* [PROMPT]
List every line below that contains the string "stainless", copying each one in full. The match is case-sensitive.

━━━ DATASET ENTRIES

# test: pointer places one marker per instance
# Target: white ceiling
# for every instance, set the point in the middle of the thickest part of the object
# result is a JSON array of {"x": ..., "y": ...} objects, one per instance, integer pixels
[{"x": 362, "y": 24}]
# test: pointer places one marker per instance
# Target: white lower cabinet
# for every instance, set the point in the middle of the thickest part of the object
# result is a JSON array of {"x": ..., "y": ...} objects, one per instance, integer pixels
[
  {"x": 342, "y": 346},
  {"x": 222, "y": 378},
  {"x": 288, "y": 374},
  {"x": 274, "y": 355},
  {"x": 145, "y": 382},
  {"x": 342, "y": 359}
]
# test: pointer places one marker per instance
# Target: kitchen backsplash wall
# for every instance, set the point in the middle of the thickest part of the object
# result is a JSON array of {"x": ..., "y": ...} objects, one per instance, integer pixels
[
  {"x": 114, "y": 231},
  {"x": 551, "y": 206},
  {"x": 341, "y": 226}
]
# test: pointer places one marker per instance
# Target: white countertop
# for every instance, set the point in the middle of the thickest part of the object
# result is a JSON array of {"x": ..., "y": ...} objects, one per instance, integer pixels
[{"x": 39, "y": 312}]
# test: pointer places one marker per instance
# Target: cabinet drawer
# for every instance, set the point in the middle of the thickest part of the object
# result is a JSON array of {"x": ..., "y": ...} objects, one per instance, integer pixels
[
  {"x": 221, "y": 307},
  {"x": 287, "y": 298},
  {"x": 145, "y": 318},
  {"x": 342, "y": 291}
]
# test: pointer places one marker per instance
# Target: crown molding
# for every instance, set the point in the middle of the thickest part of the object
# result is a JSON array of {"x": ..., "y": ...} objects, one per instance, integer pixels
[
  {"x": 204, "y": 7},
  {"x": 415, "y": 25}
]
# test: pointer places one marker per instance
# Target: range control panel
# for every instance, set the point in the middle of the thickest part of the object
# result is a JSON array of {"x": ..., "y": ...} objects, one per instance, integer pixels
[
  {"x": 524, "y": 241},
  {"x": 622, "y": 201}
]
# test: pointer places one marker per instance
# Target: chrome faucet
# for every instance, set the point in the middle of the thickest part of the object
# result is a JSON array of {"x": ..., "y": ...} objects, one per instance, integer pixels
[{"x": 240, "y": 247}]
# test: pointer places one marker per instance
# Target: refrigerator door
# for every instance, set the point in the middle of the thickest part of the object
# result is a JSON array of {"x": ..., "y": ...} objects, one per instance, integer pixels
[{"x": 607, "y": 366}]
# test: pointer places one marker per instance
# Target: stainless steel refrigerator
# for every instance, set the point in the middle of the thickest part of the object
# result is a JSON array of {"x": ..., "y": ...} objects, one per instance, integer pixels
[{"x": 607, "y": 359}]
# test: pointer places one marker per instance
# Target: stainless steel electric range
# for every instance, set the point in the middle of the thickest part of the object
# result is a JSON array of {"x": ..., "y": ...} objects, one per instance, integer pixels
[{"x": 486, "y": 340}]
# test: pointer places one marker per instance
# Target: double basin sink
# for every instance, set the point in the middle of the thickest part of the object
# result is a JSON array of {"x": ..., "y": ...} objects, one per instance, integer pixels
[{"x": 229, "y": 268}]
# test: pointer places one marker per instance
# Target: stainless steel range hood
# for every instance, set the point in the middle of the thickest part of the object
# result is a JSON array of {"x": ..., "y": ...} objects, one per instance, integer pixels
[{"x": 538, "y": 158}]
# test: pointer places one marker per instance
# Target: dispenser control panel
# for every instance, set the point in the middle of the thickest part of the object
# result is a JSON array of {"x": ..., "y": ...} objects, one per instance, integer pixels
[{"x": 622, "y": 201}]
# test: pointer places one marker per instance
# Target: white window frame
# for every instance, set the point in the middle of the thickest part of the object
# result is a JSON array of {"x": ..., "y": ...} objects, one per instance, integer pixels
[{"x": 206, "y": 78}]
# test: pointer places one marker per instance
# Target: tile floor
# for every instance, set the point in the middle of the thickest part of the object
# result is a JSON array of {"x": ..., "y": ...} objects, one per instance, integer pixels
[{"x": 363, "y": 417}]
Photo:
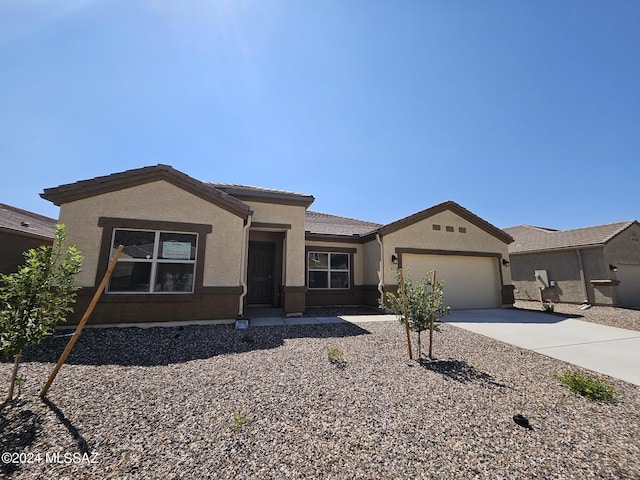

━━━━━━

* [COMPLETED TASK]
# Target: stainless steel refrigerator
# Target: stainless steel electric range
# Target: stainless steel range hood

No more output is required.